* Exercise 1:
In the extract below on interrupts and pipelining, list each heading that opens with a term in parentheses, such as "(Winter 1998)".

____ Extract provided

How do interrupts interact with pipelining?

Interrupts can be problematic because the pipeline may be full of half-completed instructions that need to be dealt with. The ideal objective is to not modify the state of the machine after the interrupt.

If speculative execution is used, then interrupt raised by speculative instructions should be ignored. Also, poison bits are used to tag registers whose results can not be used because an interrupt occurred while executing speculatively.

Lastly, dynamic scheduling of instructions can become very problematic, since it becomes possible that an instruction is completed before a previous instruction, which then causes an interrupt. Rolling back previously completed instructions in such a case is complex.

What are precise interrupts?

A machine has precise interrupts if the instructions just before an interrupt are completed and the ones after can be restarted from scratch. This is an important quality to have for machines with demand paging or support for IEEE arithmetic trap handlers. It can be implemented in hardware or with software support, but can be difficult in the face of long floating point instructions whose operands were overwritten by another instruction, as well as out-of-order execution.

Because of the difficulties and inefficiencies of precise interrupts on RISC machines with pipelining, some processors provide two modes -- one for precise interrupts and one for imprecise interrupts.

What are some ways of dealing with interrupts?

There are several ways:


(Winter 1998) What happens on an interrupt?

(Winter 1998) How do you return to the restart address?


What is a basic block and its importance?

A basic block is a straight-line sequence of instructions without branches. We are interested in them because this is where pipelining works best, and we would like to make them as large as possible to increase parallelism.

How can the size of a basic block inside a loop be increased?

We can do loop unrolling, where two or more iterations are expanded into the body of the loop, and the loop variable is modified to take this into account.


(Winter 1999) What is loop unrolling?

Loop unrolling is the replication of the body of a loop inside the loop, thereby lowering the number of iterations to be performed. For example:

for (i = 0; i < 100; i++)
  g ();
becomes
for (i = 0; i < 100; i += 2)
{
  g ();
  g ();
}

(Winter 1999) Why do we do loop unrolling?

To save branches, which are expensive on pipelined machines. It can also decrease the number of times we test the loop condition.

(Winter 1999) Why can it slow things down sometimes?

Unrolled code might require more cache rows, and result in cache misses fetching the instructions, where before it was all executing out of cache.


What is register renaming?

Register renaming is a way of preventing name dependences between instructions (in particular WAR and WAW hazards). A name dependence occurs if two instructions use the same register or memory location, but not data is transmitted between them. A table is set up mapping the logical registers to a set of physical registers. Once an instruction is completed, the results are saved in a temporary register, and instructions further down the pipeline that reference the result of the computation are changed to refer to the temporary register until the first instruction completes. If there are no available registers for a given instruction result, a stall occurs.

________
____ Records supplied

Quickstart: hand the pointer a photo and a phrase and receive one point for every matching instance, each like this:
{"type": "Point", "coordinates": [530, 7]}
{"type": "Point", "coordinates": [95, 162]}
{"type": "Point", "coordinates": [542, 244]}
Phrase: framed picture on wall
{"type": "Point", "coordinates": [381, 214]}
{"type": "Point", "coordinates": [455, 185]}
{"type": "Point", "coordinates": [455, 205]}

________

* Exercise 2:
Turn the rows of named object pointing entries above into a JSON array of strings, one string per line, with blank lines left out.

* Full response 1:
- (Winter 1998) What happens on an interrupt?
- (Winter 1998) How do you return to the restart address?
- (Winter 1999) What is loop unrolling?
- (Winter 1999) Why do we do loop unrolling?
- (Winter 1999) Why can it slow things down sometimes?

* Full response 2:
[
  "Quickstart: hand the pointer a photo and a phrase and receive one point for every matching instance, each like this:",
  "{\"type\": \"Point\", \"coordinates\": [530, 7]}",
  "{\"type\": \"Point\", \"coordinates\": [95, 162]}",
  "{\"type\": \"Point\", \"coordinates\": [542, 244]}",
  "Phrase: framed picture on wall",
  "{\"type\": \"Point\", \"coordinates\": [381, 214]}",
  "{\"type\": \"Point\", \"coordinates\": [455, 185]}",
  "{\"type\": \"Point\", \"coordinates\": [455, 205]}"
]